▶ [Testo fornito]:
☆ ☆ ☆ ☆ ☆
Giulia Campinoti: da regina di Ibiza a dea di una nuova vita

Se ne sta tranquilla nella sua casa nel bosco, a Santa Geltrude, in mezzo ai campi di San Rafael. “E’ un posto in cui sto bene, anche se con questa pioggia tutto diventa un po’ più complicato”, mi spiegherà qualche ora più tardi Giulia Campinoti davanti a un pezzo di tortilla alto così. Lo sguardo è intenso, il sorriso rassicurante, i giri di parole mai troppi. Giusto qualche pausa per mandare giù un boccone. O per chiedermi se il senso del ragionamento è chiaro, “visto che per qualcuno il mio modo di parlare risulta un po’ strano”. Figura chiave dello Zoo Project di San Antonio, Giulia è stata una delle performer più amate e corteggiate di Ibiza, tanto da conquistarsi il soprannome di Reina. Manumission (al Privilege) e Circoloco (naturalmente al DC10) le feste di cui per anni è stata protagonista. Oggi, a 33 anni, sente più che mai aria di cambiamento. “Ho fatto la ballerina, l’acrobata, l’artista burlesque, la pr, l’organizzatrice di feste, la vj per Match Music. Nel mondo della notte ho sperimentato praticamente tutto”, spiega con un’inflessione toscana per nulla scalfita da 14 anni di vita sull’isola.
☆ ☆ ☆ ☆ ☆
▶ [Elenco dei dati]:

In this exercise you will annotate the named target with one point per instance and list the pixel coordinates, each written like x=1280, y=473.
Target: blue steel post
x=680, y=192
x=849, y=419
☆ ☆ ☆ ☆ ☆
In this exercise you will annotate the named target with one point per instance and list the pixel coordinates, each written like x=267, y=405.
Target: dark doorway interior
☆ ☆ ☆ ☆ ☆
▶ [Consegna]:
Nel testo fornito, perché Giulia Campinoti a volte si ferma per chiedere se il senso del suo ragionamento è chiaro? Rispondi in una o due frasi.

▶ [Soluzione]:
Lo chiede perché, come dice lei stessa, per qualcuno il suo modo di parlare risulta un po' strano.